Data extracts –
##########
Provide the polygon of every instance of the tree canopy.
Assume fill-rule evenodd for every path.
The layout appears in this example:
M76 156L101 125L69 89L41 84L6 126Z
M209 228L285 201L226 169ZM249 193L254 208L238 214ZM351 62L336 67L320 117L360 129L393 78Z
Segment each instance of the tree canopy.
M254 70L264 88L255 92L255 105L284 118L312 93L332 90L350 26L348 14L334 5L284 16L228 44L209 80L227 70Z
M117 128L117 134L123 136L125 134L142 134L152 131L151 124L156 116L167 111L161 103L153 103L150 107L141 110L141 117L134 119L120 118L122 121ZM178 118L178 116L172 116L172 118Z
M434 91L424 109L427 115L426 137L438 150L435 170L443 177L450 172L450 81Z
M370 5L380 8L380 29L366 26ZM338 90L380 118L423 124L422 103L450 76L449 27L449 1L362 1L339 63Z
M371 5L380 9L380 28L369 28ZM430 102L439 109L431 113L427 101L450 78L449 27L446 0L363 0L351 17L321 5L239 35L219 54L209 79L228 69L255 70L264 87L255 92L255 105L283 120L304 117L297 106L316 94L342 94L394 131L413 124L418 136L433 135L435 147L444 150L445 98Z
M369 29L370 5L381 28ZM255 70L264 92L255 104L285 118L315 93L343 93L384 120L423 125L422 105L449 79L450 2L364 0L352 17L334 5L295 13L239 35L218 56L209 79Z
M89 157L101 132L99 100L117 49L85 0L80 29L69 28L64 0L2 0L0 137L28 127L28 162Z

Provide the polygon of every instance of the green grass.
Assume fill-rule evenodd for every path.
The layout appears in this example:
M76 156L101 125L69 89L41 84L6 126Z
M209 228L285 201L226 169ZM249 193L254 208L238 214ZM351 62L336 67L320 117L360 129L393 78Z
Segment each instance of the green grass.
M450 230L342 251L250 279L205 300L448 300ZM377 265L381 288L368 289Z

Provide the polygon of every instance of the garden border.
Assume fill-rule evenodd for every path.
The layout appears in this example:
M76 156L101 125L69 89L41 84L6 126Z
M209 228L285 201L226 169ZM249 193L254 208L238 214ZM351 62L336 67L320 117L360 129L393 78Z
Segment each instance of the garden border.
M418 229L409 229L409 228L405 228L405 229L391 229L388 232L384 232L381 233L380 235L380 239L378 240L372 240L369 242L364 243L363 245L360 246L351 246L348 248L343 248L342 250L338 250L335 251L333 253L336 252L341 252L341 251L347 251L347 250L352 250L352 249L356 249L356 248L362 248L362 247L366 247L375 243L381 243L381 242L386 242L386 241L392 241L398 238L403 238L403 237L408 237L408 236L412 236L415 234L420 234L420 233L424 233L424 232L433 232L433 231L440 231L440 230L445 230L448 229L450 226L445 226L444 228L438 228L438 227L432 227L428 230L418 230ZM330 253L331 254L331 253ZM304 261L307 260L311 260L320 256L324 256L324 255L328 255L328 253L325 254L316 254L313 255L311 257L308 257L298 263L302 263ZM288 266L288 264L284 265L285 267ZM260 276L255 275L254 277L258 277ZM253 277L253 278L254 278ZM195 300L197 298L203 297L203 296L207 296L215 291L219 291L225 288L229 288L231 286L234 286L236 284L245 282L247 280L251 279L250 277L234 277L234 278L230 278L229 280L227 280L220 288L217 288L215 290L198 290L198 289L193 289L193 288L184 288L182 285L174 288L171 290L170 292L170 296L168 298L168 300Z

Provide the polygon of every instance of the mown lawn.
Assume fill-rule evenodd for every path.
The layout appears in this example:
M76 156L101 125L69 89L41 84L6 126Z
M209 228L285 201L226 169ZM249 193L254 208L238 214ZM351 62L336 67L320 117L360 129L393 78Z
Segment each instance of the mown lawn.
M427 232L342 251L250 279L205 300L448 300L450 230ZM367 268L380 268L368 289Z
##########
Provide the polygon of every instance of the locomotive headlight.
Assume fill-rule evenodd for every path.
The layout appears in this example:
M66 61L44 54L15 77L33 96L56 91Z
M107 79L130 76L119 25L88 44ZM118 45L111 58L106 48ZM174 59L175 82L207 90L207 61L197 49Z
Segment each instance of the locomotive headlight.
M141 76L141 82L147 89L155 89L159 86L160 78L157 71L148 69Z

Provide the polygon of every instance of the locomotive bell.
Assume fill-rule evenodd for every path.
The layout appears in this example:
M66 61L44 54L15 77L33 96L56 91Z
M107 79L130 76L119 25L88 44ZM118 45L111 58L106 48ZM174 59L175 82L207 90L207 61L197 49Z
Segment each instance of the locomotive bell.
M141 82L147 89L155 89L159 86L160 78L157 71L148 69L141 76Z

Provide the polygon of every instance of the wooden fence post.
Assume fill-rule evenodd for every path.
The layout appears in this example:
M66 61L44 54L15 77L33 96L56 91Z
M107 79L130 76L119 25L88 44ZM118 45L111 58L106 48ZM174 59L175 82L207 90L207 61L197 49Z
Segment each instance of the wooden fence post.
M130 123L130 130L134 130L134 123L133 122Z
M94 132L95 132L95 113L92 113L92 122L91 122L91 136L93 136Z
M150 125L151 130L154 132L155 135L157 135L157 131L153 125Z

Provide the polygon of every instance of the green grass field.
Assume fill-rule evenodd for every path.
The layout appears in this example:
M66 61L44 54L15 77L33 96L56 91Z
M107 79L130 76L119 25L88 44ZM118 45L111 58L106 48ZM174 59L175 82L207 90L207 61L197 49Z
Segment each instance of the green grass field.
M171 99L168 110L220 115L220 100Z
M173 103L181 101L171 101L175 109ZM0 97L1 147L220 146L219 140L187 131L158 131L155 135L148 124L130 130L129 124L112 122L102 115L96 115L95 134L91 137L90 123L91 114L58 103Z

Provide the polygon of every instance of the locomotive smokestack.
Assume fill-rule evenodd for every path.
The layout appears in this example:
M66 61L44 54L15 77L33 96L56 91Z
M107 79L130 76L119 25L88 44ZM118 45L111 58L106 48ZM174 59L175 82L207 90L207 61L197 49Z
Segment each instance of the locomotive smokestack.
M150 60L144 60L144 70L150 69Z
##########
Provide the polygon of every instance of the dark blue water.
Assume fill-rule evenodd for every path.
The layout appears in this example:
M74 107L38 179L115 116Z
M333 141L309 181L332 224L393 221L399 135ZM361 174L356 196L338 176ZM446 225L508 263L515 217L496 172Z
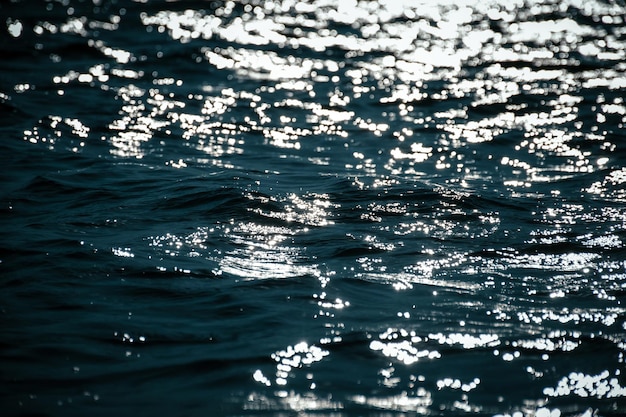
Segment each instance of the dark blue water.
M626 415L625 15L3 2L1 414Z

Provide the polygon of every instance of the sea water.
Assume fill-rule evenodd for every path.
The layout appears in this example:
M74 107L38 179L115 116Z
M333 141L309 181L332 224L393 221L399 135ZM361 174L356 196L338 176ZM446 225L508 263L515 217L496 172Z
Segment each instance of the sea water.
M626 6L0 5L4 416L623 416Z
##########
Try it –
For each line of the entries that holds the word "polygon", pull that line out.

Completed exercise –
Provide the polygon of every instance of the tree canopy.
Provide the polygon of every instance of the green grass.
Provide the polygon of every instance of the garden border.
Provide the polygon of every instance of the mown lawn.
Provide the polygon of every instance of the locomotive headlight.
Provide the polygon of every instance of the locomotive bell.
Provide the polygon of every instance of the wooden fence post.
Provide the polygon of every instance of the green grass field.
Provide the polygon of every instance of the locomotive smokestack.
Provide the polygon of every instance of the dark blue water.
Provide the polygon of every instance of the sea water.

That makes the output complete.